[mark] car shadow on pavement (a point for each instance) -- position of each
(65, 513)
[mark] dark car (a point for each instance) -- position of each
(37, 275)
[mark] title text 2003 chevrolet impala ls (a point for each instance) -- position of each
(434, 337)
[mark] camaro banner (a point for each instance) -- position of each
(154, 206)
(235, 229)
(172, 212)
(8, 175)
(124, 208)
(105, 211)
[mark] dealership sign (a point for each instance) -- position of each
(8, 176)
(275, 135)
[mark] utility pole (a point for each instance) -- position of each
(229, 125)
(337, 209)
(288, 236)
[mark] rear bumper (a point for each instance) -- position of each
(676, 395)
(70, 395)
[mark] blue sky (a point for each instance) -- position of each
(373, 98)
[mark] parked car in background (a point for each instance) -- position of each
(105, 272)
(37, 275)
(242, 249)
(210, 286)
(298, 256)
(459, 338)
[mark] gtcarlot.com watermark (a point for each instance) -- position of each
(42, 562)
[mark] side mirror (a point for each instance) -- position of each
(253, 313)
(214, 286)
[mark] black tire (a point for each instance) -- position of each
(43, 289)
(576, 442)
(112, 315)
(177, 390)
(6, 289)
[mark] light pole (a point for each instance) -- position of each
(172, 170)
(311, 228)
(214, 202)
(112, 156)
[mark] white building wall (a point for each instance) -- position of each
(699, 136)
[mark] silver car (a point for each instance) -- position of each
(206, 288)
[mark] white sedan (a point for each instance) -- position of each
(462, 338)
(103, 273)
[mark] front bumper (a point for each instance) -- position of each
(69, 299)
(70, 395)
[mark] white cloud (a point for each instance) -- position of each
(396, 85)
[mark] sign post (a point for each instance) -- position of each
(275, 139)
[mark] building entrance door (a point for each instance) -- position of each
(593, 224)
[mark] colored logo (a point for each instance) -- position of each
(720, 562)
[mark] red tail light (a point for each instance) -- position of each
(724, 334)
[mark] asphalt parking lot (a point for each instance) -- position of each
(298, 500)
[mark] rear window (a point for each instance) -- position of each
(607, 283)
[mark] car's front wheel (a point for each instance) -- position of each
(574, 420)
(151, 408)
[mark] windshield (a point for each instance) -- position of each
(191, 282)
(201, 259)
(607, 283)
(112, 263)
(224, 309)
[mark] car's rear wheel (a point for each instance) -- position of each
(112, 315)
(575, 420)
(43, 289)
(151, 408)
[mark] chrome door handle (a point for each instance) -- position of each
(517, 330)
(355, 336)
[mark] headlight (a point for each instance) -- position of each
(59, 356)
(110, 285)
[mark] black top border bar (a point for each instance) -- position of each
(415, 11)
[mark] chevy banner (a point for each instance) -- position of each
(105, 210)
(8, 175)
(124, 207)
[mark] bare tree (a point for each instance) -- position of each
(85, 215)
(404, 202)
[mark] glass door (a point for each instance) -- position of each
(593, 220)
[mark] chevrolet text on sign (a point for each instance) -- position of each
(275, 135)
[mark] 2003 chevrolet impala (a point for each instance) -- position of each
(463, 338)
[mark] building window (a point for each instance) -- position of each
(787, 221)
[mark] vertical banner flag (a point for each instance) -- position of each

_ _ _

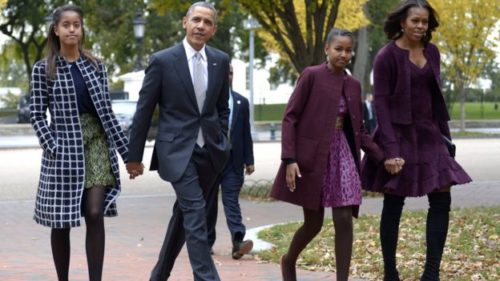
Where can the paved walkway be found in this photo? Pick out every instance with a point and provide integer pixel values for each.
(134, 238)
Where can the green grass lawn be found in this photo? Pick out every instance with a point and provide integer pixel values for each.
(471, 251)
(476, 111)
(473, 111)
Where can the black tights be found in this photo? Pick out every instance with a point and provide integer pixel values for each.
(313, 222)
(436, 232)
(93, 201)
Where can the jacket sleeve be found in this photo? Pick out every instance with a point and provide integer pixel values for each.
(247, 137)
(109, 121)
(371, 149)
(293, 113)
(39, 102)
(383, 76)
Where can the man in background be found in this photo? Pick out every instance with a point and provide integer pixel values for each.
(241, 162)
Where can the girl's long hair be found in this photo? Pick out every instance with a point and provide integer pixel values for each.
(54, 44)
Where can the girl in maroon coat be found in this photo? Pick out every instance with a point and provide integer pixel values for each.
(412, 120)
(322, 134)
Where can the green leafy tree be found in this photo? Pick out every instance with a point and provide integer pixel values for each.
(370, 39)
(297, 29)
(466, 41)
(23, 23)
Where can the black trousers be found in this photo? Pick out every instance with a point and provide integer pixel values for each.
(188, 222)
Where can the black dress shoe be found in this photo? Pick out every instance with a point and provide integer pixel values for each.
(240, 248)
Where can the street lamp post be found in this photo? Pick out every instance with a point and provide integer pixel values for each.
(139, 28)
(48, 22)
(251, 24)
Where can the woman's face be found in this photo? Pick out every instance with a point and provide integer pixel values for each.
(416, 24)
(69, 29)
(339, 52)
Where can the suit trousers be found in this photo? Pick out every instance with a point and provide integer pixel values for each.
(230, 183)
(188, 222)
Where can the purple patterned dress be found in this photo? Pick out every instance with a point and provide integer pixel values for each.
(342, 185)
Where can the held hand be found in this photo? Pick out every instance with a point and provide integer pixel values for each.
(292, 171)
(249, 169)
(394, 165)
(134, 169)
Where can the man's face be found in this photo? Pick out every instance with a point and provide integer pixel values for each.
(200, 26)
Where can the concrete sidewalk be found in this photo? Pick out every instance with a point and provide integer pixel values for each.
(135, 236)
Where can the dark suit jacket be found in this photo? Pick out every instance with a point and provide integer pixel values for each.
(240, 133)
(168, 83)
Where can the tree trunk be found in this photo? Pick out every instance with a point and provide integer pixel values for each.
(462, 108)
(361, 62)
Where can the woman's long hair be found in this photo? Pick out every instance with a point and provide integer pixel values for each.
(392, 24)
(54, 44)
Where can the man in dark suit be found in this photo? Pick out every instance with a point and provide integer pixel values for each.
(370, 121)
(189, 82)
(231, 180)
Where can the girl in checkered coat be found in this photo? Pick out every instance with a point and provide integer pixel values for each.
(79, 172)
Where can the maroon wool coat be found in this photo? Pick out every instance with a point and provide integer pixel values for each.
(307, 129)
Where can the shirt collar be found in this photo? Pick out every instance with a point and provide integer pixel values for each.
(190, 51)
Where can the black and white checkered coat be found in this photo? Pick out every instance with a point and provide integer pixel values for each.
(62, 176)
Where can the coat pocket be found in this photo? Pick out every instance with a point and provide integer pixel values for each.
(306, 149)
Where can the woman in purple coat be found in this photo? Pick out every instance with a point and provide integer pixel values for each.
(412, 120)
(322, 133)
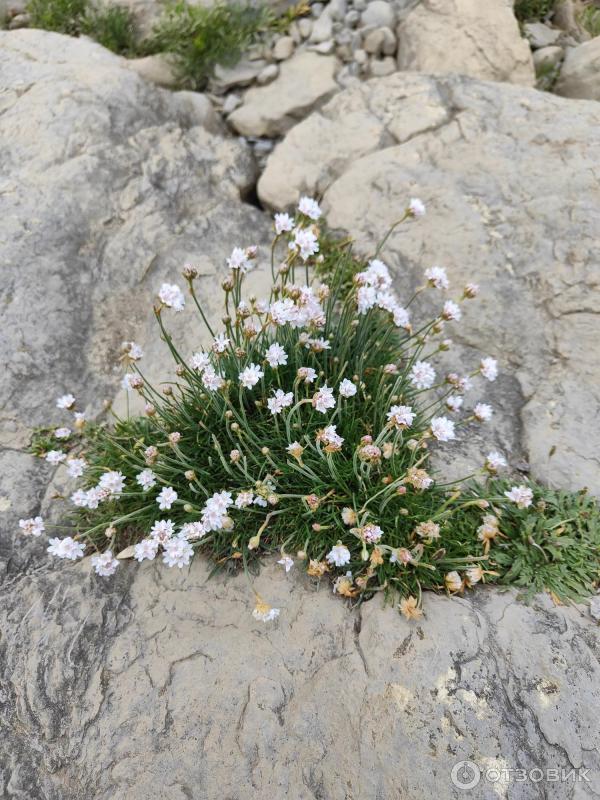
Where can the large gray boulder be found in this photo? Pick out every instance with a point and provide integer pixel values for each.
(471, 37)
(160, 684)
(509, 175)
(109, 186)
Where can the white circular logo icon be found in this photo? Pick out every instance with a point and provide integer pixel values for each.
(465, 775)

_ _ _

WHAT NEEDS TO BE DONE - The response should be the listing above, limited to the lines between the one holding "[mark] building entrance" and the one holding "[mark] vertical banner", inclusive, reproduced exactly.

SOLUTION TO THE PROBLEM -
[mark] building entrance door (a point for each instance) -- position of each
(593, 224)
[mark] colored logo (a point for each instance) -- position of each
(720, 562)
[mark] red tail light (a point for each instance) -- position of each
(724, 334)
[mark] asphalt parking lot (a point for each instance) -- position of each
(298, 500)
[mark] rear window (a point for each instance) -- position of each
(607, 283)
[mark] car's front wheel (a point for each instance) -- position of each
(574, 420)
(151, 408)
[mark] windshield (a point for each instance) -- position of each
(191, 282)
(201, 259)
(607, 283)
(112, 263)
(224, 309)
[mark] car's rear wheel (a point for each instance) -- position of each
(112, 315)
(575, 420)
(43, 289)
(151, 408)
[mark] chrome door handle (a point for each instance) -- position of each
(517, 330)
(355, 336)
[mark] headlight (a point for each instance) -- position of each
(59, 356)
(110, 285)
[mark] black top border bar (a point for each instance) -- position of each
(415, 11)
[mark] chevy banner (a point for each instance) -- position of each
(105, 210)
(8, 175)
(124, 207)
[mark] bare tree (a point for each instance) -- position of each
(85, 215)
(404, 202)
[mark] glass door (a point for each instance) -- position of each
(593, 220)
[mark] chevrolet text on sign (a point for each instance) -- position of each
(275, 135)
[mark] 2003 chevrolet impala (a point for each instance) -- position of each
(463, 338)
[mark] building window (a point for each instance) -- position of each
(787, 221)
[mark] vertical banner flag (a point for each instance) -- position of each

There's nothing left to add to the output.